Pictures should be left out when the listing below is repeated word for word.

BEGIN Material supplied

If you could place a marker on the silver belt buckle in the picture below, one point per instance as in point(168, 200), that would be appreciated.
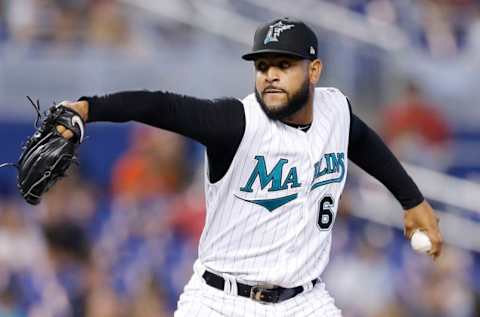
point(256, 293)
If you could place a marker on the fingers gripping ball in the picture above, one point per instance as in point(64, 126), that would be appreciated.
point(420, 242)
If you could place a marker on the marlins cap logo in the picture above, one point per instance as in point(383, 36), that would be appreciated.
point(275, 30)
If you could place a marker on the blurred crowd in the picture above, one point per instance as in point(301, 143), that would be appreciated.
point(127, 249)
point(440, 27)
point(64, 22)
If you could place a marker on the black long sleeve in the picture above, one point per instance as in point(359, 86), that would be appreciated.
point(367, 150)
point(220, 124)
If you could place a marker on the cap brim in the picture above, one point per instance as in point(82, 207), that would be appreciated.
point(254, 55)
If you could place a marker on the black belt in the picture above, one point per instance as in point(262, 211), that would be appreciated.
point(257, 293)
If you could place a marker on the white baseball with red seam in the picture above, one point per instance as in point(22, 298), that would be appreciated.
point(420, 241)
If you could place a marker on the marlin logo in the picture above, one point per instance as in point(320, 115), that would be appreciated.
point(275, 30)
point(273, 179)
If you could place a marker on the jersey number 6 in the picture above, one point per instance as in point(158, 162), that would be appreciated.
point(325, 213)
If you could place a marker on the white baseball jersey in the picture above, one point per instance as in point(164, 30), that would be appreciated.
point(269, 219)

END Material supplied

_Result of this task_
If you could place a marker on the silver belt buckle in the picture below, one point per instance as in point(168, 200), that would be appreciated.
point(256, 293)
If you could place a marker on the fingers gripping ball in the picture above, one point per instance as in point(64, 126), that would be appreciated.
point(420, 242)
If you could place a marker on the marlins cap logo in the picture above, one point per instance as in point(383, 36), that would be appreciated.
point(275, 30)
If you could place a marker on the blurred crowd in the picture above, one point per instance as in point(301, 143), that would be appreciated.
point(127, 249)
point(440, 27)
point(64, 22)
If you could place a marker on the black long sleeve in the picture above, one point per instance as in point(359, 86), that would be appreciated.
point(367, 150)
point(220, 124)
If you could place a marker on the cap brim in the picture above, one point per instance as in point(82, 207), that would be appreciated.
point(254, 55)
If you could place a marker on the black belt in the picture above, one point per instance as in point(262, 211), that would be appreciated.
point(257, 293)
If you could place a marker on the white baseball with red seam in the picture above, one point per instance as in point(22, 298), that would be appreciated.
point(420, 241)
If you could place a marker on the marlin logo in the picture above, one point per instance as in point(320, 115), that would be appreciated.
point(275, 30)
point(273, 179)
If you could place a marker on the jersey number 6 in the picture above, one point per instance as in point(158, 162), that would be appreciated.
point(325, 213)
If you could place a marker on the white baseball jersey in the picture above, one point per instance as in point(164, 30), that would be appreciated.
point(269, 219)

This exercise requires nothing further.